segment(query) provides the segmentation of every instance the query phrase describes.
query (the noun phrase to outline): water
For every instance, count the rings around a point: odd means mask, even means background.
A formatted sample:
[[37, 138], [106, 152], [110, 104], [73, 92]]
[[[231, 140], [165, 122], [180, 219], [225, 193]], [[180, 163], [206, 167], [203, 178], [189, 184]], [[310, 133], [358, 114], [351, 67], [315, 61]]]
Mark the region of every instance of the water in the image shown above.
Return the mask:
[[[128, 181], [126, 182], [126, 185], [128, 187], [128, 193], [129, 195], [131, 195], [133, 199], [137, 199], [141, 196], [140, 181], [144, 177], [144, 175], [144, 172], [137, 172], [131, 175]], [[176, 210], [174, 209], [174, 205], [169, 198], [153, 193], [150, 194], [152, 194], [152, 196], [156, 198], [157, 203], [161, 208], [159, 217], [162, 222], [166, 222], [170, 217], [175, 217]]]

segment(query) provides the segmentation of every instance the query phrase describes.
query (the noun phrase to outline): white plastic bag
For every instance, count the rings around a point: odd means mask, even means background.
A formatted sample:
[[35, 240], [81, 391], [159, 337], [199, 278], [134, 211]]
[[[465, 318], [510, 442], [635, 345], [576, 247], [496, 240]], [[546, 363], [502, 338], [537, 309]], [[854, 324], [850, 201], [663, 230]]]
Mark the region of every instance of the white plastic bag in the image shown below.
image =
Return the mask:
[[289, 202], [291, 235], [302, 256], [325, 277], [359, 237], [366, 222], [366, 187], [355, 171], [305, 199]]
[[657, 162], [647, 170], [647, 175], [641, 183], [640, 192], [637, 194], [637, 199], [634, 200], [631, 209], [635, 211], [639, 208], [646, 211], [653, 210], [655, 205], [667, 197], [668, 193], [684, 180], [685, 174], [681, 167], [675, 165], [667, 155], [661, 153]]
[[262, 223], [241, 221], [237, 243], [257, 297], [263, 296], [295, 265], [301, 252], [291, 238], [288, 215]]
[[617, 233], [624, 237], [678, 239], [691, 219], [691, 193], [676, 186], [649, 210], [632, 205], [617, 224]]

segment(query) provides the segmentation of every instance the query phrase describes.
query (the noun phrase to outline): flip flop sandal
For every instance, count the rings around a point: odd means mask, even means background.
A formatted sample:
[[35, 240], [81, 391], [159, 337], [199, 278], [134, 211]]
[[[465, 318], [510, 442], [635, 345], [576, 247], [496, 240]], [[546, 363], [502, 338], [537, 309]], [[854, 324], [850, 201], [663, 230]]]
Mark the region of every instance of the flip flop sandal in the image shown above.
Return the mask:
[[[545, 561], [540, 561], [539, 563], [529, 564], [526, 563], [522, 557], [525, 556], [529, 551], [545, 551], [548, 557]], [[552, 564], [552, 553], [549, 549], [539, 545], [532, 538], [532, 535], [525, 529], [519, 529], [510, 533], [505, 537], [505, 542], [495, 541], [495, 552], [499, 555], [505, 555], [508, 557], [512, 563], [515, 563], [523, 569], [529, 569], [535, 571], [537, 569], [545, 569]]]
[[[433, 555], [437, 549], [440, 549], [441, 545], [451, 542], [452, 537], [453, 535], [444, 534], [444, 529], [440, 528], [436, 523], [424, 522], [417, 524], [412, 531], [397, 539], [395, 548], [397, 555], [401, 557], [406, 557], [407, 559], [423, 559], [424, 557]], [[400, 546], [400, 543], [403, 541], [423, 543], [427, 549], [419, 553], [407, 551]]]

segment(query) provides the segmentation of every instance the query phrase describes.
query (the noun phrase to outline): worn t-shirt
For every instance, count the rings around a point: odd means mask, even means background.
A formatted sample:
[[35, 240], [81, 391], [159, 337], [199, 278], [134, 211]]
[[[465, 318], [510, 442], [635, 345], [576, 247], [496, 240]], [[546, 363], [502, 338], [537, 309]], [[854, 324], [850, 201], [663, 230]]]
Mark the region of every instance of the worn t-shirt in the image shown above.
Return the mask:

__Task to complete__: Copy down each line in the entries that has the word "flip".

__Solution__:
query (the noun phrase to outline): flip flop sandal
Mark the region of every instance of the flip flop sandal in the image shown above.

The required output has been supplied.